Your answer should be the full set of entries, given again without alteration.

══ Data listing

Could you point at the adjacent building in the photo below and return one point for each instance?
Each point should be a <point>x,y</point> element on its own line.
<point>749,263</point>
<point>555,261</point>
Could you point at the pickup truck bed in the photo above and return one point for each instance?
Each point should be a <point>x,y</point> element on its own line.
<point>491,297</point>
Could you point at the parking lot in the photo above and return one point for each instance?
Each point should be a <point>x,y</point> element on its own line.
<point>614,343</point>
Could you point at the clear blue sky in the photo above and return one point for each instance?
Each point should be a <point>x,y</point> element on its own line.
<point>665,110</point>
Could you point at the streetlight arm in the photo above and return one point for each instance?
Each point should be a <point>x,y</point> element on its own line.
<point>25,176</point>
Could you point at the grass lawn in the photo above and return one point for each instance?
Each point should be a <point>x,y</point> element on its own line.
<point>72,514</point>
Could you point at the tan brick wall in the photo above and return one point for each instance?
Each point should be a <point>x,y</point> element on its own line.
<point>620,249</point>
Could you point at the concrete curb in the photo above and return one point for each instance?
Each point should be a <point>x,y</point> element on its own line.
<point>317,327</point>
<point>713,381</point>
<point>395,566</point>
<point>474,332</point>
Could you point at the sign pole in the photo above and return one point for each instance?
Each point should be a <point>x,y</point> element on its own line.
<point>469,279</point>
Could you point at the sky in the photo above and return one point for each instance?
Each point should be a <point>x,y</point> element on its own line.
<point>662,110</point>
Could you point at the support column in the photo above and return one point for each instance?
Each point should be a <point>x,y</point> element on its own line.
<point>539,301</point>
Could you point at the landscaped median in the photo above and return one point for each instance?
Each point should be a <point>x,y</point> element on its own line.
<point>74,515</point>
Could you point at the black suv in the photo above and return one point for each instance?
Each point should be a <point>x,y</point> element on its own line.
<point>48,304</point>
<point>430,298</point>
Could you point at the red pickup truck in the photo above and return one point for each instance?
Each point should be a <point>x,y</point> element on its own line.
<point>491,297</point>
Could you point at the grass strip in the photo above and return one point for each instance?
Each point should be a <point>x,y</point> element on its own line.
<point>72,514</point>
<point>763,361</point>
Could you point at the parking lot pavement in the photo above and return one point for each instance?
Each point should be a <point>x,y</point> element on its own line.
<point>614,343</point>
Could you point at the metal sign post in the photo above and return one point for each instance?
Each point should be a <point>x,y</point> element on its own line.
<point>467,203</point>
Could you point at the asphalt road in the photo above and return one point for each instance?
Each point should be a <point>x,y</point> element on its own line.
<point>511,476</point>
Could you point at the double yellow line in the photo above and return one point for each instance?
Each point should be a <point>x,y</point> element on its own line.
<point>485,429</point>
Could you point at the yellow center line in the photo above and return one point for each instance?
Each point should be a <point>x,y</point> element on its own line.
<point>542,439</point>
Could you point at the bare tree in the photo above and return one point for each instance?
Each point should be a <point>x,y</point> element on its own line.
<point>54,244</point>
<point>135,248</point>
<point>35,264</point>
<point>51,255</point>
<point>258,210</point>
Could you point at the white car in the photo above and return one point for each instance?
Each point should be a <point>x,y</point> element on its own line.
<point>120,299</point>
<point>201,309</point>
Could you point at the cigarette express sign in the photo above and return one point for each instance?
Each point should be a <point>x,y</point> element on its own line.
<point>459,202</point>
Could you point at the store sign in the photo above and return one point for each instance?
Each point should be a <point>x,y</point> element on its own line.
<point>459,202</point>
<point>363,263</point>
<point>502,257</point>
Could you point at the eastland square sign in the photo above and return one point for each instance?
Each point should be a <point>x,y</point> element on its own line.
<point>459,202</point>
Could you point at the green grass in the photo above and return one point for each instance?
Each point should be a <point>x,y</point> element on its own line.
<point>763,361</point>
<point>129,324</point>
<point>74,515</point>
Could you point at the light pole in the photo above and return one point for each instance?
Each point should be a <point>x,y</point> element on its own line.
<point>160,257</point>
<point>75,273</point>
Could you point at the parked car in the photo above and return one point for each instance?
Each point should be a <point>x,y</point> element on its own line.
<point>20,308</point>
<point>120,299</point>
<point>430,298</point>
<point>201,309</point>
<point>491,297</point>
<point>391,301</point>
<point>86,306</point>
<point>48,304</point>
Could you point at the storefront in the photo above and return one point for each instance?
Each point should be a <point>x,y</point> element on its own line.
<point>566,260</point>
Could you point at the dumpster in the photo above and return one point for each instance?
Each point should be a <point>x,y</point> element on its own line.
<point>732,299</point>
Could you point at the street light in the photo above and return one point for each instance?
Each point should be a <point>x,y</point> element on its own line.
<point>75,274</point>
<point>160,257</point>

════

Task answer>
Could you point at the adjacent building in the photo below and return one point for each instance?
Each point should be a <point>x,y</point> element on its own line.
<point>749,263</point>
<point>555,261</point>
Could you point at the pickup truck bed in the photo above and return one point for each instance?
Each point should be a <point>x,y</point> element on its own line.
<point>491,297</point>
Could you point at the parking lot in the photo above and return one point for each instance?
Each point should be a <point>x,y</point> element on its own line.
<point>614,343</point>
Could you point at the clear blue sky in the photo above and return one point for each instance?
Each point should be a <point>x,y</point> element on its own line.
<point>665,110</point>
Could you point at the streetlight arm in the photo above and return one point for each instance?
Each point should be a <point>x,y</point> element on its own line.
<point>25,176</point>
Could you point at the grass lawn in the photo above and return one point for each instance?
Each point should be a <point>x,y</point> element on its own line.
<point>72,514</point>
Could you point at the tan brick wall in the photo above and return one point for each instance?
Each point should be a <point>x,y</point> element on its own line.
<point>620,249</point>
Could you point at the concrete curb in the photo above and return one point for each instance?
Each point should be a <point>x,y</point> element on its own line.
<point>317,327</point>
<point>713,381</point>
<point>395,566</point>
<point>474,332</point>
Could you point at the sign pole in the photo above and return one point for each instance?
Each point should be a <point>x,y</point> element on its own line.
<point>469,279</point>
Could you point at the sky in the photo above and return one point for each instance?
Each point should be a <point>x,y</point> element on its own line.
<point>662,110</point>
Could you point at the support column in the photo above and return one point for each instance?
Each point should be a <point>x,y</point> element on its own line.
<point>539,301</point>
Could you point at the landscaped median in the photo above and return one point for each instance?
Each point should be a <point>x,y</point> element on its own line.
<point>74,515</point>
Could you point at the black suv in the photo above and return one point for each instance?
Each point should be a <point>x,y</point> element on its own line.
<point>48,304</point>
<point>430,298</point>
Could you point at the red pickup truck in the photo above and return one point for each instance?
Each point should be a <point>x,y</point> element on its own line.
<point>491,297</point>
Could you point at the grass strip in the photo above and return one point for each instance?
Each point should be a <point>x,y</point> element on its own line.
<point>72,514</point>
<point>763,361</point>
Could you point at the parking lot pavement in the photo above and return one point for each instance?
Each point should be a <point>x,y</point> element on its own line.
<point>614,343</point>
Could you point at the metal sign post in the photo above and return one point for each instance?
Each point should be a <point>x,y</point> element on its own line.
<point>467,203</point>
Could you point at the asphalt road in the photo above and return one point for each instance?
Each point should be a <point>x,y</point> element on its own line.
<point>511,476</point>
Could you point at the double yellow line in the photo above and return one point for each instance?
Each point should be a <point>x,y</point> element on its own line.
<point>485,429</point>
Could you point at the yellow center line in the photo above and return one point for each instance?
Each point should be a <point>x,y</point> element on its own line.
<point>542,439</point>
Could you point at the bare tree in the photo above and return one point for each instance?
Each point should be a <point>x,y</point> element on its own line.
<point>54,244</point>
<point>135,248</point>
<point>35,264</point>
<point>51,255</point>
<point>258,210</point>
Could you point at the white car in the photo above and return one point for each instance?
Each point should be a <point>x,y</point> element on its own line.
<point>120,299</point>
<point>201,309</point>
Could you point at the cigarette express sign in the photo above and return one point for each instance?
Each point should be a <point>x,y</point> element on its own line.
<point>459,202</point>
Could you point at the store sign in the photo above and return one point for each instance?
Each point should be a <point>x,y</point> element on its own line.
<point>459,202</point>
<point>363,263</point>
<point>502,257</point>
Could you point at the eastland square sign in the photo above and return one point for each instance?
Each point should be a <point>x,y</point> element on its own line.
<point>459,202</point>
Could you point at the green grass in the photo above and return one point for each instance?
Each point should be a <point>x,y</point> element on its own line.
<point>763,361</point>
<point>129,324</point>
<point>74,515</point>
Could you point at the light pole in the photo above and return one point for each instance?
Each point should be a <point>x,y</point> element on its own line.
<point>160,257</point>
<point>75,273</point>
Could you point at the parked car in the photo above and return one point for each instance?
Each point should be a <point>x,y</point> element on its own line.
<point>20,308</point>
<point>120,299</point>
<point>430,298</point>
<point>201,309</point>
<point>491,297</point>
<point>391,301</point>
<point>86,306</point>
<point>48,304</point>
Could you point at the storefront in the photo above and return one point for each instance?
Each point should be a <point>x,y</point> element on its own line.
<point>566,260</point>
Could you point at the dumpster in the photo above and return one point for each instance?
Each point should be a <point>x,y</point> element on its own line.
<point>732,299</point>
Could you point at the street light in the photo above and return one point for each instance?
Each point should be a <point>x,y</point> element on its own line.
<point>75,274</point>
<point>160,257</point>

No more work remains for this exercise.